[Begin]
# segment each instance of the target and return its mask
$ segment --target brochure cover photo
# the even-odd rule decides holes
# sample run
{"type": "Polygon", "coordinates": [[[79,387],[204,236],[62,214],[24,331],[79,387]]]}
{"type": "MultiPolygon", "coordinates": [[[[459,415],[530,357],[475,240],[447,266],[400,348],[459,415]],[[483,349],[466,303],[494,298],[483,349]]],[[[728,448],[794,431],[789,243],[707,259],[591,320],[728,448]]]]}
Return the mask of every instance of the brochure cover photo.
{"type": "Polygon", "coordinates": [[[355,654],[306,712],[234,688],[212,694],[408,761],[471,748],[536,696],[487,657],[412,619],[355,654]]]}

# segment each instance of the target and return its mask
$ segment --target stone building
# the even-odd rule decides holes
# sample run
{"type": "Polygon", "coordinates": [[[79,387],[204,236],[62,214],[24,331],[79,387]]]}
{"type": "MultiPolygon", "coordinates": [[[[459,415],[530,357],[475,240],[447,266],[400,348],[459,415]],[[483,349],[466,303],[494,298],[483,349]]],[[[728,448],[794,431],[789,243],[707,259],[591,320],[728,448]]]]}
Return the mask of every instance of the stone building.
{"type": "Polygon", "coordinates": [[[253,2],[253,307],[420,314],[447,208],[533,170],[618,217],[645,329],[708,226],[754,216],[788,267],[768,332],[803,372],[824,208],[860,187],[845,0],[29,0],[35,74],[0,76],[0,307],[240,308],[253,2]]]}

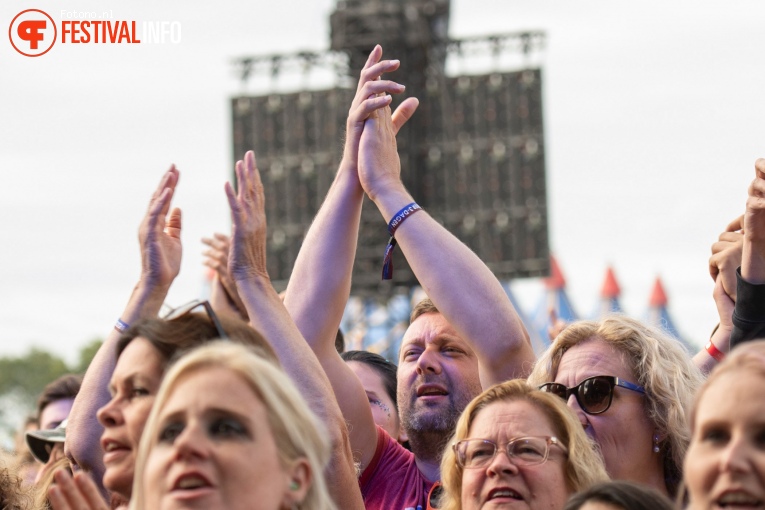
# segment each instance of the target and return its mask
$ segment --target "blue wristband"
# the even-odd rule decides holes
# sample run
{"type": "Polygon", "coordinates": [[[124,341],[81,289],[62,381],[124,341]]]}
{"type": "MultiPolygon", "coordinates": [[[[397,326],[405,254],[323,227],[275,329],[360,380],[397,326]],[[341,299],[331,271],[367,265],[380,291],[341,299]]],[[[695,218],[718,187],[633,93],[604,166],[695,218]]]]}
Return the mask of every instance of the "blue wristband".
{"type": "Polygon", "coordinates": [[[117,322],[114,324],[114,329],[119,331],[120,333],[124,333],[127,328],[129,328],[130,325],[123,321],[122,319],[117,319],[117,322]]]}
{"type": "Polygon", "coordinates": [[[385,257],[383,258],[383,280],[390,280],[393,278],[393,249],[396,247],[396,230],[404,223],[409,216],[421,211],[422,207],[417,205],[417,202],[405,206],[399,212],[393,215],[390,222],[388,222],[388,233],[390,234],[390,240],[388,246],[385,247],[385,257]]]}

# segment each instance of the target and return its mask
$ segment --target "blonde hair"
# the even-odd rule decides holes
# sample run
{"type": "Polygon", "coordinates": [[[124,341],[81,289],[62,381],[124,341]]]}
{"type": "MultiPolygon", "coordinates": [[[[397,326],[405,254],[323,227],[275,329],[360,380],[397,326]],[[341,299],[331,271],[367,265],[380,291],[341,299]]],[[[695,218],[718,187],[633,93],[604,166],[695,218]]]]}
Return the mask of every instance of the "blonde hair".
{"type": "MultiPolygon", "coordinates": [[[[537,387],[554,381],[568,349],[596,339],[626,356],[637,381],[645,388],[648,418],[656,426],[662,444],[664,481],[670,495],[682,481],[682,466],[690,442],[687,410],[704,378],[683,346],[657,328],[623,315],[600,321],[578,321],[564,329],[537,360],[529,383],[537,387]]],[[[611,375],[611,374],[605,374],[611,375]]]]}
{"type": "Polygon", "coordinates": [[[181,378],[210,368],[225,368],[241,377],[263,402],[283,465],[289,465],[299,458],[308,461],[311,485],[296,508],[336,510],[324,480],[324,468],[330,458],[330,444],[323,424],[284,371],[248,347],[227,341],[216,341],[199,347],[181,357],[168,370],[141,437],[135,469],[140,475],[133,480],[130,508],[150,508],[144,501],[143,473],[151,449],[157,443],[162,409],[181,378]]]}
{"type": "Polygon", "coordinates": [[[454,436],[441,458],[441,484],[444,488],[439,506],[441,510],[461,508],[464,470],[457,464],[457,455],[452,444],[468,437],[470,426],[482,409],[494,402],[515,400],[528,402],[539,409],[549,421],[558,440],[568,450],[564,474],[566,488],[571,494],[608,480],[603,459],[565,402],[560,397],[532,388],[524,380],[514,379],[492,386],[478,395],[460,416],[454,436]]]}

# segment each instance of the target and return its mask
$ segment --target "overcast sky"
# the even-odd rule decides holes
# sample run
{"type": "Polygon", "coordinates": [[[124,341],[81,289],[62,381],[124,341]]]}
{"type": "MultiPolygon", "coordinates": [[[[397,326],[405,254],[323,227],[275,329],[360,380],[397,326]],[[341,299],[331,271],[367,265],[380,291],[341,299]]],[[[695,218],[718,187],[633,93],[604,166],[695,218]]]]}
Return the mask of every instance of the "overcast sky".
[End]
## Work instructions
Set out every line of the records above as a numbered list, omitting blank lines and leaving out the pictures.

## Answer to this exercise
1. # segment each instance of the target and return its mask
2. $ segment --target brochure cover photo
3. # the even-odd rule decides holes
4. # sample run
5. {"type": "Polygon", "coordinates": [[[79,387],[204,236],[62,214],[24,331],[79,387]]]}
6. {"type": "MultiPolygon", "coordinates": [[[[459,415],[530,357],[475,240],[447,266],[400,348],[459,415]],[[483,349],[466,303],[494,298],[483,349]]],[[[728,448],[794,431],[789,243],[707,259],[591,320],[728,448]]]]}
7. Return the mask of every instance of the brochure cover photo.
8. {"type": "Polygon", "coordinates": [[[355,654],[306,712],[234,688],[212,694],[408,761],[471,748],[536,696],[487,657],[412,619],[355,654]]]}
9. # segment each instance of the target and return its mask
10. $ segment --target stone building
11. # the even-odd rule decides holes
12. # sample run
13. {"type": "Polygon", "coordinates": [[[79,387],[204,236],[62,214],[24,331],[79,387]]]}
14. {"type": "MultiPolygon", "coordinates": [[[[459,415],[530,357],[475,240],[447,266],[400,348],[459,415]],[[483,349],[466,303],[494,298],[483,349]]],[[[728,448],[794,431],[789,243],[707,259],[591,320],[728,448]]]]}
15. Return the mask of every instance of the stone building.
16. {"type": "Polygon", "coordinates": [[[253,2],[253,307],[420,314],[447,208],[533,170],[618,217],[645,329],[708,226],[754,216],[788,267],[768,332],[803,372],[824,208],[860,187],[845,0],[29,0],[35,74],[0,76],[0,307],[240,308],[253,2]]]}
17. # segment each instance of the target and return its mask
18. $ segment --target "blue wristband"
19. # the even-odd rule decides holes
20. # sample run
21. {"type": "Polygon", "coordinates": [[[124,341],[81,289],[62,381],[124,341]]]}
22. {"type": "MultiPolygon", "coordinates": [[[[397,326],[405,254],[323,227],[275,329],[360,380],[397,326]],[[341,299],[331,271],[367,265],[380,291],[341,299]]],[[[695,218],[718,187],[633,93],[604,166],[695,218]]]]}
23. Return the mask of every instance of the "blue wristband".
24. {"type": "Polygon", "coordinates": [[[117,322],[114,324],[114,329],[119,331],[120,333],[124,333],[127,328],[129,328],[130,325],[123,321],[122,319],[117,319],[117,322]]]}
25. {"type": "Polygon", "coordinates": [[[385,257],[383,258],[383,280],[390,280],[393,278],[393,249],[396,247],[396,230],[404,223],[409,216],[421,211],[422,207],[417,205],[417,202],[405,206],[399,212],[393,215],[390,222],[388,222],[388,233],[390,234],[390,240],[388,246],[385,247],[385,257]]]}
26. # segment each instance of the target and return its mask
27. $ segment --target "blonde hair"
28. # the even-odd rule decides holes
29. # sample run
30. {"type": "Polygon", "coordinates": [[[124,341],[81,289],[62,381],[124,341]]]}
31. {"type": "MultiPolygon", "coordinates": [[[[397,326],[405,254],[323,227],[275,329],[360,380],[397,326]],[[341,299],[331,271],[367,265],[380,291],[341,299]]],[[[695,218],[718,187],[633,93],[604,166],[695,218]]]]}
32. Return the mask of every instance of the "blonde hair".
33. {"type": "MultiPolygon", "coordinates": [[[[537,387],[554,381],[568,349],[596,339],[626,356],[637,381],[645,388],[648,418],[656,426],[662,444],[664,481],[670,495],[682,481],[682,466],[690,442],[687,410],[704,378],[683,346],[657,328],[623,315],[600,321],[578,321],[564,329],[537,360],[529,383],[537,387]]],[[[611,375],[611,374],[605,374],[611,375]]]]}
34. {"type": "Polygon", "coordinates": [[[181,378],[210,368],[225,368],[241,377],[263,402],[283,465],[289,465],[299,458],[308,461],[311,485],[296,508],[336,510],[324,480],[324,468],[330,458],[330,444],[323,424],[284,371],[248,347],[227,341],[216,341],[199,347],[181,357],[168,370],[141,437],[135,469],[140,475],[133,480],[130,508],[150,508],[144,501],[143,473],[151,449],[157,443],[162,409],[181,378]]]}
35. {"type": "Polygon", "coordinates": [[[454,436],[441,458],[441,484],[444,488],[439,506],[441,510],[461,508],[464,470],[457,464],[457,455],[452,444],[468,437],[470,426],[482,409],[494,402],[515,400],[528,402],[539,409],[549,421],[558,440],[568,450],[564,474],[566,488],[571,494],[608,480],[603,459],[565,402],[560,397],[532,388],[524,380],[514,379],[492,386],[478,395],[460,416],[454,436]]]}
36. # segment each instance of the target and return its mask
37. $ segment --target "overcast sky"
38. # the even-odd rule decides holes
39. # sample run
40. {"type": "Polygon", "coordinates": [[[124,341],[81,289],[62,381],[124,341]]]}
41. {"type": "MultiPolygon", "coordinates": [[[[397,326],[405,254],[323,227],[275,329],[360,380],[397,326]],[[341,299],[331,271],[367,265],[380,291],[341,299]]],[[[695,218],[718,187],[633,93],[604,166],[695,218]]]]}
42. Return the mask of every instance of the "overcast sky".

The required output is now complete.